Work instructions.
Quote, verbatim, all material below, without pictures.

Provided information.
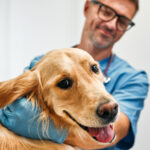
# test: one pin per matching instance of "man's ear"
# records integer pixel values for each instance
(86, 7)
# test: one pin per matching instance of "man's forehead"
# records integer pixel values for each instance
(122, 7)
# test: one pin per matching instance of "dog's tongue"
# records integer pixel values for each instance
(104, 134)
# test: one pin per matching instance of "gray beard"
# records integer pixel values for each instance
(100, 45)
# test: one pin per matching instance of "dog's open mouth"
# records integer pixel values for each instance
(103, 134)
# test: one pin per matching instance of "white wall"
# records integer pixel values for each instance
(32, 27)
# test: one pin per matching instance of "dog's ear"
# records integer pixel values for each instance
(24, 84)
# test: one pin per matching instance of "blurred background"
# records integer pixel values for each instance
(29, 28)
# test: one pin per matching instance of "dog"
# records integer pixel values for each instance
(68, 85)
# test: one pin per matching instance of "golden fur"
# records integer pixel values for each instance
(41, 82)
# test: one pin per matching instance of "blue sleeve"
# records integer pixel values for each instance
(21, 118)
(131, 96)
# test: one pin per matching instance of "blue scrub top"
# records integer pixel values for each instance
(127, 85)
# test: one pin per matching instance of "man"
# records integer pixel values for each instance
(106, 21)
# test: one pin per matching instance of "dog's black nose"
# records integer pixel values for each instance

Correct response.
# test: one pin per matching instance of "man's ear"
# records integer pixel values for each instance
(86, 7)
# test: one pin per matching instance of "man's forehead"
# records integer pixel values for each instance
(122, 7)
# test: one pin per matching instance of "dog's tongue"
# records integer pixel values for each instance
(104, 134)
# test: one pin per matching instance of "gray beard"
# records integer pixel values for each instance
(100, 45)
# test: one pin per matching instance of "dog's open mouth"
# records integer pixel values for each instance
(103, 134)
# test: one pin per matching instance of "white wall"
# records integer pixel values for each instance
(32, 27)
# test: one pin per matching instance of "dog's ear"
# records integer pixel values for each instance
(24, 84)
# test: one pin per matching instance of "blurred background"
# records integer pixel values for each instance
(29, 28)
# test: one pin per matching instance of "dog"
# records integer pixel values for each instance
(68, 85)
# test: one pin per matching instance of "golden fur"
# records integer pixel values for each instance
(41, 82)
# test: one pin per matching instance of "blue sleeve"
# records integer pixel values for each instance
(21, 118)
(131, 96)
# test: one pin per matching instance of "blue scrub top"
# records integer pixel values for each instance
(127, 85)
# test: one pin per matching instance of "man"
# records integer pixel values for each instance
(106, 21)
# test: one pin per matching instance of "dog's black nose"
# records integer pixel values for each instance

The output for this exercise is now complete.